* [AVAILABLE DATA]

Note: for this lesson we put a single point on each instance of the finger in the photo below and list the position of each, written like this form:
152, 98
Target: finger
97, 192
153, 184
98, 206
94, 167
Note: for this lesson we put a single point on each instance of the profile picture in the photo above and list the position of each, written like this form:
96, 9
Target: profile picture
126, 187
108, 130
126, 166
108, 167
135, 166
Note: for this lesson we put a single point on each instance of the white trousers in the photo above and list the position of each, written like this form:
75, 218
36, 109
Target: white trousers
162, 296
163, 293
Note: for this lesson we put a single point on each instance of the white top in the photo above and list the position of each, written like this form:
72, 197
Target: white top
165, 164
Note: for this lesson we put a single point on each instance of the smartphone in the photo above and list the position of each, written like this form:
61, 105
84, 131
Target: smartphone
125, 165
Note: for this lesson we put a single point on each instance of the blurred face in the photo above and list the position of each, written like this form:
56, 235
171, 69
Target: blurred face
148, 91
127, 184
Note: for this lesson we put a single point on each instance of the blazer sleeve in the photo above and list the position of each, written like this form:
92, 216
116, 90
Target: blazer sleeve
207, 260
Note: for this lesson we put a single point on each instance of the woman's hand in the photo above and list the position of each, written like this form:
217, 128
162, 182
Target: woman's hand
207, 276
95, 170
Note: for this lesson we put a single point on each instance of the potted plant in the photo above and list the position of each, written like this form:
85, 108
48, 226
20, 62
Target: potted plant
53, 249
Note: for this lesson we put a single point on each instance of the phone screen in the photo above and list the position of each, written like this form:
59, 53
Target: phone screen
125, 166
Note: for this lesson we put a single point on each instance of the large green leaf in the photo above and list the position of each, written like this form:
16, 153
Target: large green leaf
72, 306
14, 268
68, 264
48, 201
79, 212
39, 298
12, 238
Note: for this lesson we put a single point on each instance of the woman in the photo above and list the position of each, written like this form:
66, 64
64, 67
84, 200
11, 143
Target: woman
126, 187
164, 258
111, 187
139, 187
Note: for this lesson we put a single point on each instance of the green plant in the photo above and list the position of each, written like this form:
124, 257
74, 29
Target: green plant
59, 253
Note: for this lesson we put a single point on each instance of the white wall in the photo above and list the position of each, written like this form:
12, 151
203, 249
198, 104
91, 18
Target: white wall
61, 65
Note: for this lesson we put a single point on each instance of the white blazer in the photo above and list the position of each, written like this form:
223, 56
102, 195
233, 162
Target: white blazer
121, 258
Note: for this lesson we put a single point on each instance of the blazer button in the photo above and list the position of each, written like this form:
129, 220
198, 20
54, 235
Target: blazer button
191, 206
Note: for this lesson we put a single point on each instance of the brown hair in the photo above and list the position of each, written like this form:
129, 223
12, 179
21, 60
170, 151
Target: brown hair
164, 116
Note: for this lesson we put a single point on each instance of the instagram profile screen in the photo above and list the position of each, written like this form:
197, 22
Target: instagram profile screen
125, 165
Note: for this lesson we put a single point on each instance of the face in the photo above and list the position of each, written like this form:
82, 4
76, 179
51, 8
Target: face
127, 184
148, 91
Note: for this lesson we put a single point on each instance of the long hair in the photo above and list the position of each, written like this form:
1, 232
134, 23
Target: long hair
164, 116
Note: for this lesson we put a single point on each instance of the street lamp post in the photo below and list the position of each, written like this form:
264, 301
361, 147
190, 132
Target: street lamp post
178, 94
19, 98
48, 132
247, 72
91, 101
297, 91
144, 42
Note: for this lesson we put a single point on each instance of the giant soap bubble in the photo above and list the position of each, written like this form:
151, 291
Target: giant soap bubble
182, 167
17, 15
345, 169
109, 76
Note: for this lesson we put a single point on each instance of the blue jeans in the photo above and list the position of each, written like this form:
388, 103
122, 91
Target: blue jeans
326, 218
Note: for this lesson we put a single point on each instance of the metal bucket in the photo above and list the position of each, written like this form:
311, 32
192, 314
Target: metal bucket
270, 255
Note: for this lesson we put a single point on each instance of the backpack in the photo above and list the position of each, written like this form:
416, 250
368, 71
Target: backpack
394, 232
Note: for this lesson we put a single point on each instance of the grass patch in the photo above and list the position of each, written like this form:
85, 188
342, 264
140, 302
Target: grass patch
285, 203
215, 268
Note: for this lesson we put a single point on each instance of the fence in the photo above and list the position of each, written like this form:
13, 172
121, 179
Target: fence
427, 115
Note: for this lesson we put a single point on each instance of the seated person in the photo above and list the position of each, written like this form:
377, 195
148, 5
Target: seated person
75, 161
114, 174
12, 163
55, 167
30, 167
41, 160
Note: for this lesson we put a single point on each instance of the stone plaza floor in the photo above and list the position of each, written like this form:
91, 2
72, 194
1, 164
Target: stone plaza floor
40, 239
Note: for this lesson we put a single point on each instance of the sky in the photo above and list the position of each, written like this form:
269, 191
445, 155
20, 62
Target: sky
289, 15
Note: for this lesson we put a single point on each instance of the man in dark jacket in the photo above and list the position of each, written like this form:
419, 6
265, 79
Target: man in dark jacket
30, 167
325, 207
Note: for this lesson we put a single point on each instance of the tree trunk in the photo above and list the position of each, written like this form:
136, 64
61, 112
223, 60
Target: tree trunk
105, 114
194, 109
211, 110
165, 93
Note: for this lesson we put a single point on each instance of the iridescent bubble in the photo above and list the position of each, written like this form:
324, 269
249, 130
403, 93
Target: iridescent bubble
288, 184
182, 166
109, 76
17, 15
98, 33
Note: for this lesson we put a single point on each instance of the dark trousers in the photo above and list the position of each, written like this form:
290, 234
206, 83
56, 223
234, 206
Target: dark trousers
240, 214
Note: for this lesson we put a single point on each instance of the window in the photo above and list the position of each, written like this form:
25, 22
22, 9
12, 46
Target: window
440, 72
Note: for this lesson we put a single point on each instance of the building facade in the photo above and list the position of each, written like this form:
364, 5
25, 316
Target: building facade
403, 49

* [EXERCISE] Output as a numbered list the part of the data that opens with the line containing "of the dark" and closes with the last line of the data, leaving out blank lines.

* [ANSWER TO THIS EXERCISE]
1. Note: for this lesson we put a single point on each instance of the dark trousers in the photo above and list the position of each, written like this form:
2. 290, 234
3. 206, 83
4. 56, 223
5. 234, 206
6. Target: dark trousers
7. 240, 214
8. Note: for this lesson we put a single point on each instance of the window in the photo above and list the position of each, written like this form:
9. 25, 22
10. 22, 9
11. 12, 46
12. Target: window
13. 440, 72
14. Note: for this lesson we put a single point on each instance of the building facade in the photo above and list the position of each, written like this form:
15. 364, 5
16. 25, 316
17. Target: building facade
18. 403, 49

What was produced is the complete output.